* Fragmento del texto:
###

En un hermoso texto titulado “No soy Auster”, Enrique Vila-Matas dibuja un atinado retrato sobre las tentaciones de la coincidencia y sincronías que nos unen con los escritores que tienen “encanto”. De que el “encanto” pueda considerarse una categoría para medir literaturas ya lo ha definido Fernando Savater: se trata de lo más parecido “a la simpatía que despiertan a primera vista ciertas personas afortunadas y que nos permite admirar sus virtudes sin envidioso recelo y disculpar graciosamente sus defectos. Esa simpatía literaria es lo que poseen Voltaire, de Quincey o Borges, pero no Anatole France, Goethe, Pérez Galdós o Máximo Gorki”. En consonancia, Vila-Matas explica con lucidez el encanto que destila Paul Auster y cada uno de sus libros, un imán que nos ha hipnotizado a cada uno de sus lectores, un acicate que incita o contagia no sólo el placer de la literatura, sino las ganas mismas de escribir. Pero Enrique Vila Matas explica que así como hay días en que desearía ser él mismo Paul Auster, así también abreva de la sana resignación de no serlo, pues afirma que “Si hay algo que –aparte de una máscara: las máscaras dan una tranquilidad asombrosa—tranquiliza enormemente es que haya alguien que, con toda seguridad, tiene más encanto que tú: alguien a quien podría ser que te parecieras pero al que, hagas lo que hagas, no te parecerás nunca. Por suerte. Porque así no te sentirás solo en el mundo. Así siempre tendrás a alguien a quien admirar. Así tendrás a otro, y en lugar de encontrarte sólo a ti mismo, podrás en el camino, de paso, encontrarte también al mundo”.
No soy Auster y no soy Vila-Matas, aunque hay días en que quizá desearía ser ellos, compartir algunos capítulos de sus biografías como espejos y recordar París tal como lo han vivido ambos o leer Manhattan tal como la han descrito en sus paseos y recuerdos. Pero no soy Vila-Matas para poder así afirmar mi admiración creciente por cada uno de sus libros y no soy Auster para seguir fincando la sana envidia que le tengo a cada uno de sus párrafos, incluso sus entrevistas y ni hablar del paisaje que le queda a unos centímetros de la cabeza, allí reposada en la almohada de al lado: esa mujer que duerme sabiendo que es un sueño.
Le debo muchos párrafos a la obra de Enrique Vila-Matas y aunque cada año anduve más de diez con el propósito de conocerlo en persona, terminaba los meses convencido de que quizá dependía enteramente del azar esa posibilidad. Tengo un amigo íntimo que se lo encuentra siempre sin cita y sin proponérselo en París –tres veces en la misma calle— y dice que a Vila-Matas eso le parece de los más normal, y por ende, espero que le parezca de lo más normal que me propongo ensayar un texto donde pueda fincar mis sinceros signos de admiración por su obra e intentar con ello el merecido reconocimiento que le han conferido a su obra con el Premio FIL de Guadalajara 2015.

###

Ítems de una colección de etiquetado
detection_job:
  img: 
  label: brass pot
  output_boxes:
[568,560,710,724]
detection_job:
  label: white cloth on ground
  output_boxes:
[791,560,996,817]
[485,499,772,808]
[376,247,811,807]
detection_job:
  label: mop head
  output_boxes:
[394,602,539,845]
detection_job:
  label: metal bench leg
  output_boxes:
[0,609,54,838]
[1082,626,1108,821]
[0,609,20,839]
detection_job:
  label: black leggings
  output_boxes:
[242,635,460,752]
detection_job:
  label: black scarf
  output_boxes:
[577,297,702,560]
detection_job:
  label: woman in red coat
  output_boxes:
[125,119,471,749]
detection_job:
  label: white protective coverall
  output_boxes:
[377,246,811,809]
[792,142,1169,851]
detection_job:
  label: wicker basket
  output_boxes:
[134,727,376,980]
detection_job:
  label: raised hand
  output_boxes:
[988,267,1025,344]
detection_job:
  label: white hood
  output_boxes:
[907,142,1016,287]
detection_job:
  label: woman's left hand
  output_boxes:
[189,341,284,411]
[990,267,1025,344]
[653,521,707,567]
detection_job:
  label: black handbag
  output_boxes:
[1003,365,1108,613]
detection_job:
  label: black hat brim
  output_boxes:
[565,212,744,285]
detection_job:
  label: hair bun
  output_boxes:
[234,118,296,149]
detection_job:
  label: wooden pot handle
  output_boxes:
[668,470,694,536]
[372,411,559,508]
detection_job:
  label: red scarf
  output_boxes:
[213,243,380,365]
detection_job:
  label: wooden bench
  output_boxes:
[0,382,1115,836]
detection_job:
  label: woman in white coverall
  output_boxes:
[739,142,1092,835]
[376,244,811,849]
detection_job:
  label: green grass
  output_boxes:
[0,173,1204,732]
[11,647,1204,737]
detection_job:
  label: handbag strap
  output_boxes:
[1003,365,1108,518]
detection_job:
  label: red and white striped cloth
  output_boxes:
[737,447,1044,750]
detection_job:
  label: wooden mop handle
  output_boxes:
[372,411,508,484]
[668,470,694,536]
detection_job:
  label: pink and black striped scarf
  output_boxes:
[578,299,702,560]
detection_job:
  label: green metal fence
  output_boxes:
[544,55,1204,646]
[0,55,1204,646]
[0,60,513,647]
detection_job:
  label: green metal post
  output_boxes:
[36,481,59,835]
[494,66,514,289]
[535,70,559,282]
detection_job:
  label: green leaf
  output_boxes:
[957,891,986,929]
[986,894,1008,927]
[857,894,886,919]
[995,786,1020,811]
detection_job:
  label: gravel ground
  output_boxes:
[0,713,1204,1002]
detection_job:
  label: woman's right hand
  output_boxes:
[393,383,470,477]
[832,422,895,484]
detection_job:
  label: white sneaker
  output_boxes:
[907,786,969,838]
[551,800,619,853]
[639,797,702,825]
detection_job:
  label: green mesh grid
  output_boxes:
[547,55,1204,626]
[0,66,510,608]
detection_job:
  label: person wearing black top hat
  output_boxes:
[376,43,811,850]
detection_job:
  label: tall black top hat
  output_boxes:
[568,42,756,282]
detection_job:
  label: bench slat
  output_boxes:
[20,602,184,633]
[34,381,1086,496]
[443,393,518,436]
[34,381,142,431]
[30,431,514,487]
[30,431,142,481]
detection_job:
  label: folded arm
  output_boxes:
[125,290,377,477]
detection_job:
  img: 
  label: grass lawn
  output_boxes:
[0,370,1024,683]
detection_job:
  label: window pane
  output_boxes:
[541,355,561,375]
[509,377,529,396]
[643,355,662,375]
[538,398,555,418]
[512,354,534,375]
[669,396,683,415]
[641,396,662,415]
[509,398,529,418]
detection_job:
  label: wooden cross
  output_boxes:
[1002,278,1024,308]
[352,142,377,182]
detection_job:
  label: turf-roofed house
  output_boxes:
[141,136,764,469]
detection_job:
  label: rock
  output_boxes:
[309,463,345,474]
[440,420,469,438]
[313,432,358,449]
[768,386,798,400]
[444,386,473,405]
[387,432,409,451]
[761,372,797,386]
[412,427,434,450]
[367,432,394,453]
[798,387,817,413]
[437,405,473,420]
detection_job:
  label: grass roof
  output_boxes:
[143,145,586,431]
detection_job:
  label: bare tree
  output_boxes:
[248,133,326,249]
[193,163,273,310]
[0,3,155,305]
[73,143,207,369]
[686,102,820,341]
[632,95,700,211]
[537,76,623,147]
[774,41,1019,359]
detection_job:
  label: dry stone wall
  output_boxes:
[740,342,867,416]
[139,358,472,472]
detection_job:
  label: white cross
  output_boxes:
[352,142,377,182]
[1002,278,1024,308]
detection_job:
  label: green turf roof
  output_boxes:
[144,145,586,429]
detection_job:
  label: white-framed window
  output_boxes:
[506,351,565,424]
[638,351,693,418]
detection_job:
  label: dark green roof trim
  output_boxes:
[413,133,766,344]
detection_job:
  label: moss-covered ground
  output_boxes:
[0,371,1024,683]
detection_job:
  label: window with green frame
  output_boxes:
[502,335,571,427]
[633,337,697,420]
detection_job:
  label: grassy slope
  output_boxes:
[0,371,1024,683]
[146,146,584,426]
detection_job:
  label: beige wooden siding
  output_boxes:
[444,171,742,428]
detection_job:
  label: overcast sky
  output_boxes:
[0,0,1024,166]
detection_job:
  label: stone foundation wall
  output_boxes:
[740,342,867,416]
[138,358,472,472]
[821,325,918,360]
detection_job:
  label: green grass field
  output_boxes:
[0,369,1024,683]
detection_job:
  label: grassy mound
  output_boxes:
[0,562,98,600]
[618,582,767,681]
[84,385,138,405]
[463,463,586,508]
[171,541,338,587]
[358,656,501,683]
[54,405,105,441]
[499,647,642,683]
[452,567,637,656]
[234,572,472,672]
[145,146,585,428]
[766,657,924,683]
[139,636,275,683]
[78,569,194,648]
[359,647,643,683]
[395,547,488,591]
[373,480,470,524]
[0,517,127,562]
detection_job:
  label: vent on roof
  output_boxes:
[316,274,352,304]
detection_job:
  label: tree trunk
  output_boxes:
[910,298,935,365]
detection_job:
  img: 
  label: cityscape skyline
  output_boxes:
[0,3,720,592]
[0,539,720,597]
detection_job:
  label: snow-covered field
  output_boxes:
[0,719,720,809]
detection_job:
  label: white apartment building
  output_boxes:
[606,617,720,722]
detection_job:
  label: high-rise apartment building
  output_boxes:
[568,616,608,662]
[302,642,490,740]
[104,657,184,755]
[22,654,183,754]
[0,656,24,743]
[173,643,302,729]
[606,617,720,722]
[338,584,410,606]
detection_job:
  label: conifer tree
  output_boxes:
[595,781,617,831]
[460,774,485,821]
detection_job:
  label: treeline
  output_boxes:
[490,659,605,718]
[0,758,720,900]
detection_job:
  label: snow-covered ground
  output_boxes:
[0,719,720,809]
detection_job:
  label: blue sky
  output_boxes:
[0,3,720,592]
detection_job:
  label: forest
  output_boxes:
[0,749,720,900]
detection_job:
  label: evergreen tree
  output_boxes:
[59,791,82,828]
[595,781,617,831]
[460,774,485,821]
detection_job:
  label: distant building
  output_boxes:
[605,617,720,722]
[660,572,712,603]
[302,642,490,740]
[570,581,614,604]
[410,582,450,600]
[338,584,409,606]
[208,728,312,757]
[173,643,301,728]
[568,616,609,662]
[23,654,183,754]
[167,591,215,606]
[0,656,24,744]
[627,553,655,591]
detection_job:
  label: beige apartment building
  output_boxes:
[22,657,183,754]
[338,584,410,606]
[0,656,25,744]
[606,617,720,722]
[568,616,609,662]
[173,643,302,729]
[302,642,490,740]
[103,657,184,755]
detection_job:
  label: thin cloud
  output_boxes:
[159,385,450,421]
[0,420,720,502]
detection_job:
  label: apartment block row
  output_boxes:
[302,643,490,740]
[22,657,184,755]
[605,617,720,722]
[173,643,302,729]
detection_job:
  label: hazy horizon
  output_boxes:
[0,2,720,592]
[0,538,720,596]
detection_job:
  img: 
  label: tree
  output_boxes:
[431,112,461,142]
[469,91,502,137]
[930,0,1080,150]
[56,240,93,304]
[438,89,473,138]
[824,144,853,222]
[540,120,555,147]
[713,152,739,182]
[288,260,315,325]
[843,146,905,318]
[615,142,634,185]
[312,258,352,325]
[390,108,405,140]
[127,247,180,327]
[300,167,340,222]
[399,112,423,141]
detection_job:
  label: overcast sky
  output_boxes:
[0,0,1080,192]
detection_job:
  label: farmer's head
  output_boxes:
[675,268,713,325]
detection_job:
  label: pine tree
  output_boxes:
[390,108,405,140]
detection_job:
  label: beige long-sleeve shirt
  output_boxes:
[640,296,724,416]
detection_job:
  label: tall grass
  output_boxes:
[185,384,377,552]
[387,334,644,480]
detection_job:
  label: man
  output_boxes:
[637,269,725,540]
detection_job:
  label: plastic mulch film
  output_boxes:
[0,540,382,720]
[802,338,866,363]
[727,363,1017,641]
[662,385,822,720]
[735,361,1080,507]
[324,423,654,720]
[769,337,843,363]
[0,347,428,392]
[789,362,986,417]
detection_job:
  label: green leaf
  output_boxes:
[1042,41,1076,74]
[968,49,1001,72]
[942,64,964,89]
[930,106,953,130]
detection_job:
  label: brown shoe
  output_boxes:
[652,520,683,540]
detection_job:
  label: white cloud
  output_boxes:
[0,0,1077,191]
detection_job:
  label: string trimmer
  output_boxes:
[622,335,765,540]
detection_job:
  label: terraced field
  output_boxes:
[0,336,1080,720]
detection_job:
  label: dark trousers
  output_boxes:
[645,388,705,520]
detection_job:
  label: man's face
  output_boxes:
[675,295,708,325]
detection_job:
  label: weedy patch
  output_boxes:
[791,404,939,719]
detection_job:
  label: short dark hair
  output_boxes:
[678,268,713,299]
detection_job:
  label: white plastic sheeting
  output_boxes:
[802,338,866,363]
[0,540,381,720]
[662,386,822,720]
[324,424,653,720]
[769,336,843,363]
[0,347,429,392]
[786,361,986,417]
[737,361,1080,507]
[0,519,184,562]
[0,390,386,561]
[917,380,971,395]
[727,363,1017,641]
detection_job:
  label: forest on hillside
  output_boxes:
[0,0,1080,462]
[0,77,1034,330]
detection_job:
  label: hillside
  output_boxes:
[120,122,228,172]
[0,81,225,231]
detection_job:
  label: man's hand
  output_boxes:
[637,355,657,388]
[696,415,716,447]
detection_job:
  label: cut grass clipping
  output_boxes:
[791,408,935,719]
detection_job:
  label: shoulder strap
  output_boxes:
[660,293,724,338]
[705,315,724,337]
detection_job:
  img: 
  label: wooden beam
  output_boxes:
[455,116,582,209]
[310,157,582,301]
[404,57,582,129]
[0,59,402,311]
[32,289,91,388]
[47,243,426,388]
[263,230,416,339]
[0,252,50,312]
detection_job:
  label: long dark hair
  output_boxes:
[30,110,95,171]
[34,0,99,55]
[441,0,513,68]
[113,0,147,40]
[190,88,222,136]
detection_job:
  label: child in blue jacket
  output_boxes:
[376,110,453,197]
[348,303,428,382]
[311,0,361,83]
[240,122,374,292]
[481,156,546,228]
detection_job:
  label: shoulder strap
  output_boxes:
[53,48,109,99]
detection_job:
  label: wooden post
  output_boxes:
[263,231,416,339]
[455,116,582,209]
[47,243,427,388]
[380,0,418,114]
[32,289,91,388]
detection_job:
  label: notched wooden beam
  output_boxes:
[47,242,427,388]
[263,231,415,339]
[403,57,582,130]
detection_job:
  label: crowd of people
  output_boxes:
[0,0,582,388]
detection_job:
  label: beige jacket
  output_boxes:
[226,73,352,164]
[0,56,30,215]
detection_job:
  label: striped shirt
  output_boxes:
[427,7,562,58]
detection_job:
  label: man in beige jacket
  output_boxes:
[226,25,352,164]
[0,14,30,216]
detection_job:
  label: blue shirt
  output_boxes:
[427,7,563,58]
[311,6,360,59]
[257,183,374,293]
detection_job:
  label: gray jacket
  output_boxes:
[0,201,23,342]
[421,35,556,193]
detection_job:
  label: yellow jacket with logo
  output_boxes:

###

* Tareas pendientes:
(A) Según el ensayo sobre Vila-Matas y Auster, ¿qué premio se le concedió a la obra de Enrique Vila-Matas?
(B) Reproduce sin cambios el pasaje del ensayo sobre Vila-Matas y Auster que comienza con las palabras que contienen "No soy Auster y" y termina con "es un sueño.".
(C) Prosigue el ensayo sobre Vila-Matas y Auster a partir de su última oración.

* Respuestas finales:
(A) El Premio FIL de Guadalajara 2015.

(B)
No soy Auster y no soy Vila-Matas, aunque hay días en que quizá desearía ser ellos, compartir algunos capítulos de sus biografías como espejos y recordar París tal como lo han vivido ambos o leer Manhattan tal como la han descrito en sus paseos y recuerdos. Pero no soy Vila-Matas para poder así afirmar mi admiración creciente por cada uno de sus libros y no soy Auster para seguir fincando la sana envidia que le tengo a cada uno de sus párrafos, incluso sus entrevistas y ni hablar del paisaje que le queda a unos centímetros de la cabeza, allí reposada en la almohada de al lado: esa mujer que duerme sabiendo que es un sueño.

(C)
Hace tiempo celebraba una profesión de fe que publicó Auster, que es al mismo tiempo una justificación contundente sobre la vocación de escribir y profesión de escritor, cuando declaró que “lo asombroso es que cuando uno está más solo, cuando penetra verdaderamente en un estado de soledad, es cuando deja de estar solo, cuando comienza a sentir su vínculo con los demás”. En el texto que celebro hoy confirmo que la supuesta soledad del silencio que rodea a todo escritor es, en realidad, un coro de felices necios que llevamos en la cabeza, un equipaje de gente que son los autores entrañables y sus obras inolvidables que guardamos de memoria –como queriendo haber sido también autor de ellas, sabiendo que no nos queda de otra más que intentar escribir historias propias. En el texto que celebro hoy de Vila-Matas confirmo que yo tampoco soy Auster, tanto como no soy Vila-Matas ni Quevedo ni Pessoa, ni Bioy y ni modo, para precisamente seguir leyéndolos con el idéntico asombro y la nítida admiración con las que los leí la primera vez… y con la misma atrevida adrenalina de escribir uno mismo sus historias, a la sombra y luz de las admiradas páginas que nos incitan a ello.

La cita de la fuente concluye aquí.